▶ EXTRAIT CHOISI:
L'Homme,Icone de Dieu,par P.Job

Publié le par Père Jean-Pierre

L'HOMME, ICÔNE DE DIEU

père Job GETCHA

 

L'anthropologie chrétienne était au centre de la communication présentée, le 9 mai dernier, à la paroisse catholique Saint-Léon, à Paris, par le père Job Getcha, doyen de l'Institut de théologie orthodoxe de Paris (Institut Saint-Serge). Le Service orthodoxe de presse reproduit ici l'intégralité de cette intervention.

 

Doyen de l'Institut Saint-Serge depuis décembre 2005 (SOP 304.11), le père Job Getcha y enseigne l'histoire de l'Église et l'ordo liturgique. Il est membre du comité central du Conseil oecuménique des Églises (COE) et du comité mixte de dialogue théologique catholique-orthodoxe de France ainsi que du groupe théologique de dialogue oecuménique international Saint-Irénée.

 

Un jour, quelqu'un demanda au père Sophrony (Sakharov), disciple de saint Silouane du Mont Athos : " Qu'est-ce que Dieu ? " Celui-ci répondit : " Qu'est-ce que l'homme ? " Qu'est-ce que l'homme ? Pour répondre à cette question, l'Église interroge l'Écriture. Le récit de la Genèse nous dit à ce sujet que l'homme fut créé le sixième jour, après toutes les autres créatures. Il apparaît ainsi comme le sommet de toute la création.

▶ EXTRAIT DE DONNÉES:

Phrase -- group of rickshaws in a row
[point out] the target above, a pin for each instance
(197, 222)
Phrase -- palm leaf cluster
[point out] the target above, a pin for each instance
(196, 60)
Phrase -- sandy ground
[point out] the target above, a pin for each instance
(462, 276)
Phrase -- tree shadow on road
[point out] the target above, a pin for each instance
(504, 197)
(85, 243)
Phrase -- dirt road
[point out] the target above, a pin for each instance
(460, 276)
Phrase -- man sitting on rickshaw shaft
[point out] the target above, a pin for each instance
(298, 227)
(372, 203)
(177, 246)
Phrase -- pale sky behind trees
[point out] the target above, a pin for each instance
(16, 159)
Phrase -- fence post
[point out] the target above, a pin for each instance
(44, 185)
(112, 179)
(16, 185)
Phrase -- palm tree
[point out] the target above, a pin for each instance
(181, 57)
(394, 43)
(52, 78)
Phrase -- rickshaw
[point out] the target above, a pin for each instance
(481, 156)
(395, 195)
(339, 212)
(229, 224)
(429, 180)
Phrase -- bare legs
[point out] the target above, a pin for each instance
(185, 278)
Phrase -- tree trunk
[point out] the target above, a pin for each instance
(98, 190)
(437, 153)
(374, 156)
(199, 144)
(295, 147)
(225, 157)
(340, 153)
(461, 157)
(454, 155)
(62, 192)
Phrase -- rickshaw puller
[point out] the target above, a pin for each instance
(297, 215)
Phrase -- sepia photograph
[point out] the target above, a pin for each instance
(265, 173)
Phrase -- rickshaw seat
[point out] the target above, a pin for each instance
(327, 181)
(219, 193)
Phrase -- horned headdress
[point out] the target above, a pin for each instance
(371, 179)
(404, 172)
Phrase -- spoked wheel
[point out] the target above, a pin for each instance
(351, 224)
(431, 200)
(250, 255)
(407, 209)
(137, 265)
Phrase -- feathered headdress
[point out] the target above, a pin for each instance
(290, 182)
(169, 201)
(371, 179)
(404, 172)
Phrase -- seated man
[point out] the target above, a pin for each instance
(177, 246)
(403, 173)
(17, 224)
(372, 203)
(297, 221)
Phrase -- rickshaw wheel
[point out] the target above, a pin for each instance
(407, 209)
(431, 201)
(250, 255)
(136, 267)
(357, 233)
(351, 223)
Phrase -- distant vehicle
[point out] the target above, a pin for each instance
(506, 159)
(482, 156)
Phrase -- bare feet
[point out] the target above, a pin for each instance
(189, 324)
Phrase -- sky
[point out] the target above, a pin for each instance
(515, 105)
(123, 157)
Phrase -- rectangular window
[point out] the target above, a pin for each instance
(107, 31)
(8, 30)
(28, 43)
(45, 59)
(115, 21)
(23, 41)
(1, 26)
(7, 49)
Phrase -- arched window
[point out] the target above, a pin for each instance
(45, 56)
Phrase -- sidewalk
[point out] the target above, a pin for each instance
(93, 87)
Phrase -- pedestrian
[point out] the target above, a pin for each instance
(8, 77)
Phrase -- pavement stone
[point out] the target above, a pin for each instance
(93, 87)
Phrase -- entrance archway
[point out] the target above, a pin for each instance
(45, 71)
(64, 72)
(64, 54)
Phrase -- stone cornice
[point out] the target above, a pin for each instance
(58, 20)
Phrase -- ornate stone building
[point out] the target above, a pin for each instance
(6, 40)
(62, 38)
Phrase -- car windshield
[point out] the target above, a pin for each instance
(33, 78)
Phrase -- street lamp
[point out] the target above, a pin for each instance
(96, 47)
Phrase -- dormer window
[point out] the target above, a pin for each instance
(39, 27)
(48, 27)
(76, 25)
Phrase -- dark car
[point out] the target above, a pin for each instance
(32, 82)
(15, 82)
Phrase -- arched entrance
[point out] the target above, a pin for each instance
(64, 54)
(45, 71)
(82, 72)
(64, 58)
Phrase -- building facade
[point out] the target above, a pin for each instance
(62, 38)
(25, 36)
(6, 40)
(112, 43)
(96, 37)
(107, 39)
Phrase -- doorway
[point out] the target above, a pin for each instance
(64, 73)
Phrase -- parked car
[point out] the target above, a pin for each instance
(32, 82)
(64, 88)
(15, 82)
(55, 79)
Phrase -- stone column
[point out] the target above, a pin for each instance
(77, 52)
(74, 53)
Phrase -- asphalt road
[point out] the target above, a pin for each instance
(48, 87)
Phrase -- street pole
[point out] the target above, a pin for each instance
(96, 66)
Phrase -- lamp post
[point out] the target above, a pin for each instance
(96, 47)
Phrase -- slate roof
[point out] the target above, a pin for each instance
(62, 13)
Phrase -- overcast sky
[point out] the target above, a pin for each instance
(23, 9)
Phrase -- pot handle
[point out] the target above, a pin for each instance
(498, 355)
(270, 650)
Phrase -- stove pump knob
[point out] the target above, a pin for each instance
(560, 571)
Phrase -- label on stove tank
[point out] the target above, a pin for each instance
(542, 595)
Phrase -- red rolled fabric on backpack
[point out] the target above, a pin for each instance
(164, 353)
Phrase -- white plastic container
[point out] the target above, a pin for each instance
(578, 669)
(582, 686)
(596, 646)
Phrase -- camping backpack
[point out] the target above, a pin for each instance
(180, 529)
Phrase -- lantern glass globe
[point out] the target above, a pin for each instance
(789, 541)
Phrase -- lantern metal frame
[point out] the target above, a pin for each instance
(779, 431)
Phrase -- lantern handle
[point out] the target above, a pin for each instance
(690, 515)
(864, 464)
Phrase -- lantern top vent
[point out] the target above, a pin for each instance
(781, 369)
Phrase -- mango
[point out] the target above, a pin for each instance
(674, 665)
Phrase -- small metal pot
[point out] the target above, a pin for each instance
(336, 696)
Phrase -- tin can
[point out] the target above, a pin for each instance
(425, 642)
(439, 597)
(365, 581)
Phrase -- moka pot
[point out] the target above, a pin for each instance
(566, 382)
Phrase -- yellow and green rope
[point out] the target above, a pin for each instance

▶ TÂCHE DEMANDÉE: Pour chacune des affirmations suivantes, répondez par oui ou par non selon l'extrait choisi, en citant les mots décisifs du texte : 1. Le père Job Getcha est doyen de l'Institut Saint-Serge depuis décembre 2005. 2. L'intervention a été présentée à l'Institut Saint-Serge. 3. D'après le récit de la Genèse, l'homme fut créé le septième jour.

▶ RÉPONSE:
1. Oui : « Doyen de l'Institut Saint-Serge depuis décembre 2005 ».
2. Non : « à la paroisse catholique Saint-Léon, à Paris ».
3. Non : « l'homme fut créé le sixième jour ».